Stored records

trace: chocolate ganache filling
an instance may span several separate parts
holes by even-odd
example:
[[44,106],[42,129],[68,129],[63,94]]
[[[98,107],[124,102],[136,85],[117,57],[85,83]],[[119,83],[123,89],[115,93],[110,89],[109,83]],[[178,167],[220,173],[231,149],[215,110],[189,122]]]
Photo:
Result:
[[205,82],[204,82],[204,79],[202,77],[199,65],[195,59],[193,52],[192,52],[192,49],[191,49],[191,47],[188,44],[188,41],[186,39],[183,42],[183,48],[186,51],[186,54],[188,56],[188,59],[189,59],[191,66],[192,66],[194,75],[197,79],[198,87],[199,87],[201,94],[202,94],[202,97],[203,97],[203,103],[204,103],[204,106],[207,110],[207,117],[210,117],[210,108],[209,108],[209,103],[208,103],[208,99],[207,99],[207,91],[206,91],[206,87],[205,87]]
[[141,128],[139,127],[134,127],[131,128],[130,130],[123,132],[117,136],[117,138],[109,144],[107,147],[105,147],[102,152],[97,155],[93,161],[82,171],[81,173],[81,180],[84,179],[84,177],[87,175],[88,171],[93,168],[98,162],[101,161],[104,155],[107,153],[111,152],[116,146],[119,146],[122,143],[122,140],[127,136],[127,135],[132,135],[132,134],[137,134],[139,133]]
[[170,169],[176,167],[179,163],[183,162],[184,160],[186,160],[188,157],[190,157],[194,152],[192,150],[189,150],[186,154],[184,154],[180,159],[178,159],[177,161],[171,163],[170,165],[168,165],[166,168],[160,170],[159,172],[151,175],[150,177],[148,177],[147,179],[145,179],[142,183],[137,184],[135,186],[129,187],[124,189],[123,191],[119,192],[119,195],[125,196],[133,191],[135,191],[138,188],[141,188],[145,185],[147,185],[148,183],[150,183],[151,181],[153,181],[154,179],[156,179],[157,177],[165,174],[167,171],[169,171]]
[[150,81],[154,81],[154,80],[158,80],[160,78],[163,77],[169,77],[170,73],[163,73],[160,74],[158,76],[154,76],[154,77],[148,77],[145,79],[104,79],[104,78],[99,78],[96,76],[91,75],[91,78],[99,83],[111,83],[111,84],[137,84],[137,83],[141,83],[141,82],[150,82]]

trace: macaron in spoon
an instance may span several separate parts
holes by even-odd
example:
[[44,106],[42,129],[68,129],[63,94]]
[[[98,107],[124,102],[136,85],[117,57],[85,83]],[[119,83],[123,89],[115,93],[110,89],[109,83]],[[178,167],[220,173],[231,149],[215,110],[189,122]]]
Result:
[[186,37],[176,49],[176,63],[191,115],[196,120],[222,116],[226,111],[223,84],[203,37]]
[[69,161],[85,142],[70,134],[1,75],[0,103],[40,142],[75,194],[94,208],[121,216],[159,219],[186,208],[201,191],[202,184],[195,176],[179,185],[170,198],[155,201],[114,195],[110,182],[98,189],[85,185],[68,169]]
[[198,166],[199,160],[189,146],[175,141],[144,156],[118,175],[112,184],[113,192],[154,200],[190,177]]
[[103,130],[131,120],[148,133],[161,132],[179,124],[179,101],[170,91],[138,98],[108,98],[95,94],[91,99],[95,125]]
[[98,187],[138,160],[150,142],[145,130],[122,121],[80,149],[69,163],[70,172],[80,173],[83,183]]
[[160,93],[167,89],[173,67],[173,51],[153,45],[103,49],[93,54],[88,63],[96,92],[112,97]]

- _Task to complete_
Copy out each record, keeping every word as it is.

- _Task output_
trace: chocolate ganache filling
an instance may span several separate parts
holes by even-odd
example:
[[44,106],[42,129],[68,129],[63,94]]
[[[98,107],[124,102],[136,85],[117,57],[85,83]],[[119,83],[123,89],[115,93],[110,89],[109,83]],[[178,167],[220,173],[231,149],[215,110],[189,122]]]
Photo:
Result:
[[205,82],[204,82],[204,79],[202,77],[199,65],[195,59],[193,52],[192,52],[192,49],[191,49],[191,47],[188,44],[188,41],[186,39],[183,42],[183,48],[186,51],[186,54],[188,56],[188,59],[189,59],[191,66],[192,66],[194,75],[197,79],[198,87],[199,87],[201,94],[202,94],[202,97],[203,97],[203,103],[204,103],[204,106],[207,110],[207,117],[210,117],[210,108],[209,108],[209,103],[208,103],[208,99],[207,99],[207,91],[206,91],[206,87],[205,87]]
[[141,128],[139,127],[134,127],[131,128],[130,130],[123,132],[117,136],[117,138],[109,144],[107,147],[105,147],[102,152],[97,155],[93,161],[82,171],[81,173],[81,180],[84,179],[84,177],[87,175],[88,171],[93,168],[98,162],[101,161],[104,155],[107,153],[111,152],[116,146],[119,146],[122,143],[122,140],[127,136],[127,135],[132,135],[132,134],[137,134],[139,133]]
[[170,169],[176,167],[179,163],[183,162],[184,160],[186,160],[188,157],[190,157],[194,152],[192,150],[189,150],[186,154],[184,154],[180,159],[178,159],[177,161],[171,163],[170,165],[168,165],[166,168],[160,170],[159,172],[151,175],[150,177],[148,177],[147,179],[145,179],[142,183],[137,184],[135,186],[129,187],[124,189],[123,191],[119,192],[119,195],[125,196],[133,191],[135,191],[138,188],[141,188],[145,185],[147,185],[148,183],[150,183],[151,181],[153,181],[154,179],[156,179],[157,177],[165,174],[167,171],[169,171]]
[[150,81],[154,81],[154,80],[158,80],[160,78],[163,77],[169,77],[170,73],[163,73],[160,74],[158,76],[154,76],[154,77],[148,77],[145,79],[104,79],[104,78],[99,78],[96,76],[91,75],[91,78],[99,83],[111,83],[111,84],[137,84],[137,83],[141,83],[141,82],[150,82]]

trace: macaron in spoon
an instance may span several separate parts
holes by even-odd
example:
[[44,106],[42,129],[68,129],[63,94]]
[[[98,107],[124,102],[136,85],[117,57],[85,83]],[[119,83],[123,89],[115,93],[110,89],[109,83]],[[178,167],[220,173],[231,149],[215,110],[189,122]]]
Result:
[[186,37],[176,49],[176,63],[191,115],[196,120],[222,116],[226,111],[223,84],[203,37]]
[[69,161],[85,142],[70,134],[1,75],[0,103],[40,142],[75,194],[94,208],[121,216],[159,219],[186,208],[201,191],[202,184],[195,176],[179,185],[170,198],[155,201],[114,195],[110,182],[98,189],[85,185],[68,169]]
[[198,166],[199,160],[189,146],[175,141],[144,156],[118,175],[112,184],[113,192],[154,200],[190,177]]
[[103,130],[131,120],[148,133],[161,132],[179,124],[179,101],[170,91],[138,98],[108,98],[95,94],[91,99],[95,125]]
[[98,187],[138,160],[150,142],[145,130],[122,121],[80,149],[69,163],[70,172],[80,173],[83,183]]
[[160,93],[167,89],[173,67],[173,51],[153,45],[103,49],[93,54],[88,63],[96,92],[112,97]]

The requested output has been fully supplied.